* **Supplied records**
== Segment start ==

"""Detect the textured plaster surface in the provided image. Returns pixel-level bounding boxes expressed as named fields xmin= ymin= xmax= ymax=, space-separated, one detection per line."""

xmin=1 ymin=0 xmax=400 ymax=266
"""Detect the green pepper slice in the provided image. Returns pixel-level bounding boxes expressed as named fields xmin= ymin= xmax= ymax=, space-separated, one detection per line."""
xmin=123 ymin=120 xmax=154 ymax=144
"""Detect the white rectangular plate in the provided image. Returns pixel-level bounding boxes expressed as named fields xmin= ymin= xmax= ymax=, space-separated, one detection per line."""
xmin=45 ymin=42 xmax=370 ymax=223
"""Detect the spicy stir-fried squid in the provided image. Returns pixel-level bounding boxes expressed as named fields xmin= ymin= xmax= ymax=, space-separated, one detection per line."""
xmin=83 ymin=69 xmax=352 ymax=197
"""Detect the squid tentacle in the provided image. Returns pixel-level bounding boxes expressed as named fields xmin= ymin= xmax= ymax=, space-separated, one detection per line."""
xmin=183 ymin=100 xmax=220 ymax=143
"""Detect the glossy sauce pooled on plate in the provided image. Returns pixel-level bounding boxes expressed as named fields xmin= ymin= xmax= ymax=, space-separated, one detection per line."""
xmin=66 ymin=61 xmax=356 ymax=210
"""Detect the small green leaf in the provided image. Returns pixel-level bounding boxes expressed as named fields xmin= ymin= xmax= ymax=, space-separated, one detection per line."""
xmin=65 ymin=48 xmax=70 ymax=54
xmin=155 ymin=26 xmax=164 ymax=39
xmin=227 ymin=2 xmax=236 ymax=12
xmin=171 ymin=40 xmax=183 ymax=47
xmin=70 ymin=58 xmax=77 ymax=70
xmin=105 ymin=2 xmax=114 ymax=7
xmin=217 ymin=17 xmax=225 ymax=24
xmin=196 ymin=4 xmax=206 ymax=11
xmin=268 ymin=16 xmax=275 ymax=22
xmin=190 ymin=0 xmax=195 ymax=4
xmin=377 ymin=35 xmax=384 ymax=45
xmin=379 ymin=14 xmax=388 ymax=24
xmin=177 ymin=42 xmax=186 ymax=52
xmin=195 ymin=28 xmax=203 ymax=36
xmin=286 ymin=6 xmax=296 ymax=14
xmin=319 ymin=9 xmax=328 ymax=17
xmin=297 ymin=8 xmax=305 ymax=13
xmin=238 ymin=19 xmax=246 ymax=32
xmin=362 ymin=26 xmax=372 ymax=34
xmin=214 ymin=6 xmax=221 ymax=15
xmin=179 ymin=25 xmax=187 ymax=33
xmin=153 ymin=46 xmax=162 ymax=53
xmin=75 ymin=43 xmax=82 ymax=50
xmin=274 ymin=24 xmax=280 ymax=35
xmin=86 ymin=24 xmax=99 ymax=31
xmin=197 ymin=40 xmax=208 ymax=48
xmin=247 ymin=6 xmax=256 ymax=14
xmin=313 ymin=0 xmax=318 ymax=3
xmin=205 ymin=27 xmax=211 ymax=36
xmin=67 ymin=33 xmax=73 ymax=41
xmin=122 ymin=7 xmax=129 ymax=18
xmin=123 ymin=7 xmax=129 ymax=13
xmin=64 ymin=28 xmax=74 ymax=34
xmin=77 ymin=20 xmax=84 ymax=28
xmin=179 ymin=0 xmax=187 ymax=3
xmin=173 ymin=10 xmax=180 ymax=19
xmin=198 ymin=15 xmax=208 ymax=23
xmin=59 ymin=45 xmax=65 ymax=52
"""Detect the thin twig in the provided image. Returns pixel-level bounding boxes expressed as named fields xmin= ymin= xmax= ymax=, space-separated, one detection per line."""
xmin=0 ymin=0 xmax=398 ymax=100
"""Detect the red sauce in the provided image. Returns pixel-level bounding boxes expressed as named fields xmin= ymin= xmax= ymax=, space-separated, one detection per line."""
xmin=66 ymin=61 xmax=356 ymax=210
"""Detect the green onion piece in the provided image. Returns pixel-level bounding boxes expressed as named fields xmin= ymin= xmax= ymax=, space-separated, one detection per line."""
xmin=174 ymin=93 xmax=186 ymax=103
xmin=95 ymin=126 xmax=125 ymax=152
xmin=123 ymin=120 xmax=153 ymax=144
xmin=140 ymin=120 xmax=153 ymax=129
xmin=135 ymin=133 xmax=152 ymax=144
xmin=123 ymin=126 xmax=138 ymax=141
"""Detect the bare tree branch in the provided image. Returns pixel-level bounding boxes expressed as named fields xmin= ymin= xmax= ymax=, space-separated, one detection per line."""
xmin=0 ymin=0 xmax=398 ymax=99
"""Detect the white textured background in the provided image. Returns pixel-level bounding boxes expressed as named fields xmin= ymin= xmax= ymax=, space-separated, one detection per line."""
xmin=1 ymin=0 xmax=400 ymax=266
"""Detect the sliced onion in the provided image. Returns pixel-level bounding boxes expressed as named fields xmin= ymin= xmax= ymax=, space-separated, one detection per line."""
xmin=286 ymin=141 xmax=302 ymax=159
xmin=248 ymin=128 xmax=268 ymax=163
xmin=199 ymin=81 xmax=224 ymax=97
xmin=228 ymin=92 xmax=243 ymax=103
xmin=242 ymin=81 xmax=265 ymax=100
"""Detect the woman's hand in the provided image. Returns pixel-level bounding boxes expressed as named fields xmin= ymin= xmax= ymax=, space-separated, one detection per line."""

== Segment end ==

* **What the exercise asks**
Transcribe all of the data above, character for character.

* **Output for this exercise**
"""Detect the textured plaster surface in the provided image. Returns pixel-level bounding boxes expressed as named fields xmin= ymin= xmax= ymax=, space-separated, one detection per line."""

xmin=1 ymin=0 xmax=400 ymax=266
"""Detect the green pepper slice in the provided image. Returns pixel-level bounding boxes expressed as named fields xmin= ymin= xmax= ymax=, space-separated, one detection per line."""
xmin=123 ymin=120 xmax=154 ymax=144
"""Detect the white rectangular plate in the provided image. Returns pixel-level bounding boxes expressed as named fields xmin= ymin= xmax= ymax=, space-separated, one detection per line."""
xmin=45 ymin=42 xmax=370 ymax=223
"""Detect the spicy stir-fried squid in the provided image. Returns pixel-level bounding boxes expressed as named fields xmin= ymin= xmax= ymax=, space-separated, one detection per line."""
xmin=83 ymin=69 xmax=352 ymax=197
"""Detect the squid tentacle in the provided image. Returns pixel-level bounding boxes expressed as named fields xmin= ymin= xmax= ymax=, space-separated, one detection per line."""
xmin=183 ymin=100 xmax=220 ymax=143
"""Detect the glossy sauce pooled on plate in the provided image. Returns pixel-level bounding boxes expressed as named fields xmin= ymin= xmax= ymax=, space-separated, one detection per line."""
xmin=66 ymin=61 xmax=356 ymax=210
"""Detect the small green leaf in the provided image. Returns pixel-level bounding boxes expressed as named fields xmin= ymin= xmax= ymax=, space-separated, one detection per line."""
xmin=65 ymin=48 xmax=70 ymax=54
xmin=155 ymin=26 xmax=164 ymax=39
xmin=227 ymin=2 xmax=236 ymax=12
xmin=171 ymin=40 xmax=183 ymax=47
xmin=70 ymin=58 xmax=77 ymax=70
xmin=105 ymin=2 xmax=114 ymax=7
xmin=217 ymin=17 xmax=225 ymax=24
xmin=196 ymin=4 xmax=206 ymax=11
xmin=268 ymin=16 xmax=275 ymax=22
xmin=190 ymin=0 xmax=195 ymax=4
xmin=377 ymin=35 xmax=384 ymax=45
xmin=379 ymin=14 xmax=388 ymax=24
xmin=177 ymin=42 xmax=186 ymax=52
xmin=195 ymin=28 xmax=203 ymax=36
xmin=286 ymin=6 xmax=296 ymax=14
xmin=319 ymin=9 xmax=328 ymax=17
xmin=297 ymin=8 xmax=305 ymax=13
xmin=238 ymin=19 xmax=246 ymax=32
xmin=362 ymin=26 xmax=372 ymax=34
xmin=214 ymin=6 xmax=221 ymax=15
xmin=179 ymin=25 xmax=187 ymax=33
xmin=153 ymin=46 xmax=162 ymax=53
xmin=75 ymin=43 xmax=82 ymax=50
xmin=274 ymin=24 xmax=280 ymax=35
xmin=86 ymin=24 xmax=99 ymax=31
xmin=197 ymin=40 xmax=208 ymax=48
xmin=247 ymin=6 xmax=256 ymax=14
xmin=313 ymin=0 xmax=318 ymax=3
xmin=205 ymin=27 xmax=211 ymax=36
xmin=67 ymin=33 xmax=73 ymax=41
xmin=122 ymin=7 xmax=129 ymax=18
xmin=123 ymin=7 xmax=129 ymax=13
xmin=64 ymin=28 xmax=74 ymax=34
xmin=77 ymin=20 xmax=84 ymax=28
xmin=179 ymin=0 xmax=187 ymax=3
xmin=173 ymin=10 xmax=180 ymax=19
xmin=198 ymin=15 xmax=208 ymax=23
xmin=59 ymin=45 xmax=65 ymax=52
"""Detect the thin twig in the provided image. Returns pixel-level bounding boxes expressed as named fields xmin= ymin= xmax= ymax=, space-separated, one detection per line."""
xmin=0 ymin=0 xmax=398 ymax=100
"""Detect the red sauce in the provided image. Returns pixel-level bounding boxes expressed as named fields xmin= ymin= xmax= ymax=, space-separated, one detection per line."""
xmin=66 ymin=61 xmax=356 ymax=210
"""Detect the green onion piece in the provided image. Returns pixel-level bounding boxes expressed as named fields xmin= ymin= xmax= ymax=, space-separated, one detection per line."""
xmin=174 ymin=93 xmax=186 ymax=103
xmin=95 ymin=126 xmax=125 ymax=152
xmin=123 ymin=120 xmax=153 ymax=144
xmin=140 ymin=120 xmax=153 ymax=129
xmin=135 ymin=133 xmax=152 ymax=144
xmin=123 ymin=126 xmax=138 ymax=141
"""Detect the bare tree branch in the provided image. Returns pixel-level bounding boxes expressed as named fields xmin= ymin= xmax= ymax=, space-separated, one detection per line."""
xmin=0 ymin=0 xmax=398 ymax=99
"""Detect the white textured background in the provided image. Returns pixel-level bounding boxes expressed as named fields xmin= ymin= xmax= ymax=, space-separated, one detection per line."""
xmin=1 ymin=0 xmax=400 ymax=266
"""Detect the sliced onion in the provided image. Returns pixel-level bounding boxes expressed as named fields xmin= ymin= xmax= ymax=, space-separated, one detection per line."""
xmin=286 ymin=141 xmax=302 ymax=159
xmin=248 ymin=128 xmax=268 ymax=163
xmin=199 ymin=81 xmax=224 ymax=97
xmin=228 ymin=92 xmax=243 ymax=103
xmin=242 ymin=81 xmax=265 ymax=100
"""Detect the woman's hand in the provided image. Returns pixel-level bounding boxes expressed as named fields xmin= ymin= xmax= ymax=, space-separated, one detection per line."""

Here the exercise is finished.